*ASSIGNED TASK*
Reproduce the following blog post on the SALT cap word for word, from start to finish.

I hope its shambling wreck isn’t resurrected next year, but if Chuck Schumer keeps bringing it up for a vote, and it keeps getting put back into its grave, I’m just fine with that.
Long live the SALT cap
While the Democrats keep sticking knives in each others’ backs, let me count the craptastic ways this bill deserved to die.
I haven’t been blogging public finance much, especially public finance-related bills, because the provisions keep changing. But the last I heard, the Build Back Better bill raised the SALT cap from the current $10,000 to the much higher level of $80,000.
I apologize if this graphic doesn’t match the most recent version of BBB that Schumer will try to put up for a vote in front of the Senate, but some form of SALT cap removal was in the bill, and in every version I heard of, it still was the second-most expensive item in the bill.
Also, it’s not a middle-class tax cut, for all the squawking coming from my neck of the woods.
Even the left-leaning Tax Policy Center showed that the tax cut from the SALT cap heightening redounded to those in the top 20%, and of course with higher value as one climbed the income scale. Which is what one would expect.
Here is their table:
It’s in the footnotes, but let me pull it out.
The fourth income quintile runs from $96K to $175K, so the top 20% is $175K+. The top 10% is $255K+. The top 5% is $366K+. The top 1% is $867K+.
(Those are all income levels, not wealth levels, which is a different discussion.)
Look, guys. I may be “poor” for my town, and near median for my county (I haven’t checked recently), but I am living a luxury lifestyle compared to most of the U.S. The rest of the U.S. need not be giving me a tax break for that. I knew what I was getting into when I moved to New York.
I could have decided to live a more modest lifestyle in a different state. I didn’t have to hew to a place with high-taxing ways. It’s not your fault.

[Records from a data source]
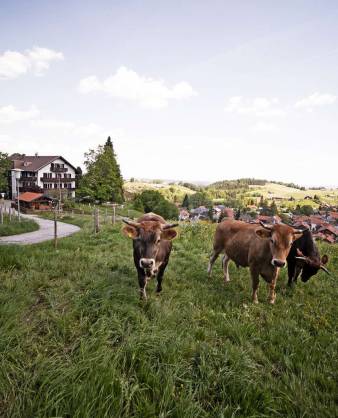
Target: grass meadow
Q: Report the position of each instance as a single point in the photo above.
(77, 342)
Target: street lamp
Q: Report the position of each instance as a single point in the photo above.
(17, 175)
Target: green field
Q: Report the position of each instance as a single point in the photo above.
(272, 190)
(172, 192)
(77, 342)
(13, 226)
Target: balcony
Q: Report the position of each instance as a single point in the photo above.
(56, 180)
(28, 178)
(58, 169)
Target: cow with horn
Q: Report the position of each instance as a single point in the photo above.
(304, 259)
(152, 246)
(263, 248)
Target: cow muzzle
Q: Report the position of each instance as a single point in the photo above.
(278, 263)
(147, 263)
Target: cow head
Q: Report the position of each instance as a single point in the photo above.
(147, 236)
(280, 238)
(311, 265)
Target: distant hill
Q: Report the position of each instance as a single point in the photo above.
(244, 183)
(285, 194)
(173, 192)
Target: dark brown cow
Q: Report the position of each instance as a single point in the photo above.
(261, 248)
(152, 246)
(304, 258)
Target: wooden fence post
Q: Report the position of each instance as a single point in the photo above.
(55, 230)
(96, 221)
(114, 214)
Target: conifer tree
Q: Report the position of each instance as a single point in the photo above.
(103, 180)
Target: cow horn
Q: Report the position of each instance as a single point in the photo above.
(301, 258)
(269, 227)
(300, 231)
(168, 226)
(131, 223)
(325, 269)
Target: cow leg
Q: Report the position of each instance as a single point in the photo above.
(159, 278)
(272, 286)
(255, 284)
(142, 281)
(291, 272)
(298, 269)
(213, 258)
(225, 263)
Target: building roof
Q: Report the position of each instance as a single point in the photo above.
(34, 162)
(329, 228)
(29, 196)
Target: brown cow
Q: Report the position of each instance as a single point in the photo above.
(152, 246)
(261, 248)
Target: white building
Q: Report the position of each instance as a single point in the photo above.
(52, 175)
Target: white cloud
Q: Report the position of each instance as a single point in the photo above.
(258, 106)
(10, 114)
(315, 100)
(36, 60)
(264, 127)
(146, 91)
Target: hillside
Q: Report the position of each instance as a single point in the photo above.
(172, 192)
(77, 342)
(284, 193)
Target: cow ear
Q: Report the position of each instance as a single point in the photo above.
(297, 235)
(325, 259)
(168, 234)
(130, 231)
(263, 233)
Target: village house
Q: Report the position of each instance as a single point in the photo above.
(51, 175)
(30, 202)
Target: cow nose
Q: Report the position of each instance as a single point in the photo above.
(146, 262)
(278, 263)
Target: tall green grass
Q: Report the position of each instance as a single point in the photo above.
(77, 342)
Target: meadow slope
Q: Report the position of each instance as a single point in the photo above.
(77, 342)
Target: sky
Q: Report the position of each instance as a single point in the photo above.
(193, 90)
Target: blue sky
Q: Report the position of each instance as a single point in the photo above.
(188, 90)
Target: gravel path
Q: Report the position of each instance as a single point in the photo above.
(44, 233)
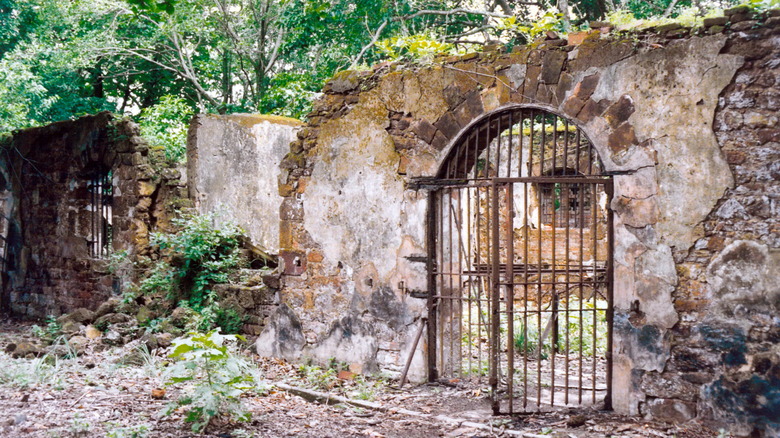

*WRITTEN RESPONSE*
I hope its shambling wreck isn’t resurrected next year, but if Chuck Schumer keeps bringing it up for a vote, and it keeps getting put back into its grave, I’m just fine with that.
Long live the SALT cap
While the Democrats keep sticking knives in each others’ backs, let me count the craptastic ways this bill deserved to die.
I haven’t been blogging public finance much, especially public finance-related bills, because the provisions keep changing. But the last I heard, the Build Back Better bill raised the SALT cap from the current $10,000 to the much higher level of $80,000.
I apologize if this graphic doesn’t match the most recent version of BBB that Schumer will try to put up for a vote in front of the Senate, but some form of SALT cap removal was in the bill, and in every version I heard of, it still was the second-most expensive item in the bill.
Also, it’s not a middle-class tax cut, for all the squawking coming from my neck of the woods.
Even the left-leaning Tax Policy Center showed that the tax cut from the SALT cap heightening redounded to those in the top 20%, and of course with higher value as one climbed the income scale. Which is what one would expect.
Here is their table:
It’s in the footnotes, but let me pull it out.
The fourth income quintile runs from $96K to $175K, so the top 20% is $175K+. The top 10% is $255K+. The top 5% is $366K+. The top 1% is $867K+.
(Those are all income levels, not wealth levels, which is a different discussion.)
Look, guys. I may be “poor” for my town, and near median for my county (I haven’t checked recently), but I am living a luxury lifestyle compared to most of the U.S. The rest of the U.S. need not be giving me a tax break for that. I knew what I was getting into when I moved to New York.
I could have decided to live a more modest lifestyle in a different state. I didn’t have to hew to a place with high-taxing ways. It’s not your fault.